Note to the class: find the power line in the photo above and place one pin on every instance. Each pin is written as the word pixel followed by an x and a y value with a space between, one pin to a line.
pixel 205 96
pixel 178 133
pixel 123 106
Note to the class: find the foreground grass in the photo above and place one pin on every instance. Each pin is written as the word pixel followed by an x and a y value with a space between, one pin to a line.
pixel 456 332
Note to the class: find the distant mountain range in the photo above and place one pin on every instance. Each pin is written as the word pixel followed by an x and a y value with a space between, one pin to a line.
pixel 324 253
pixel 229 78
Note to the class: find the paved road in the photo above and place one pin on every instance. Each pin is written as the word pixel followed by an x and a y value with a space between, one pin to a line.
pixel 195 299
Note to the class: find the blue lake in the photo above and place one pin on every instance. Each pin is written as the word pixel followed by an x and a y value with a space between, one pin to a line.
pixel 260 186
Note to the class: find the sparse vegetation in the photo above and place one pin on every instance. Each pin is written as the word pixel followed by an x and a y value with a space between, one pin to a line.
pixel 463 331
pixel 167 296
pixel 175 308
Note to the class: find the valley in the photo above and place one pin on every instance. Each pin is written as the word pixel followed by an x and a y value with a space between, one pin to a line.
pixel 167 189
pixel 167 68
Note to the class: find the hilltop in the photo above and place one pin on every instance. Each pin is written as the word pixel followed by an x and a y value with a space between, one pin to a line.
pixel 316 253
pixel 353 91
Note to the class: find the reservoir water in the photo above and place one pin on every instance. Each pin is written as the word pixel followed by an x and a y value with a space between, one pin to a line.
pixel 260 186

---

■ REQUIREMENT: Please copy the material above word for word, starting at the line that contains "Note to the class: find the foreground" and ending at the line that contains "pixel 195 299". Include both of those lines and nothing else.

■ ANSWER TO THE EXERCISE:
Note to the class: find the foreground grass in the photo above and place one pin on every instance. Each pin is written as the word pixel followed by an x and a y value with a space between, one pin to a line.
pixel 456 332
Note to the class: find the distant mountain range in the photo above and place one pin on every instance. Each pin is written as the word pixel followed by an x and a y value with a space between, one pin to a line.
pixel 324 253
pixel 229 78
Note to the class: find the paved road in the photo above and place one pin on every instance. Each pin is written as the word pixel followed by an x and a y value with a space between, one pin to a line.
pixel 195 299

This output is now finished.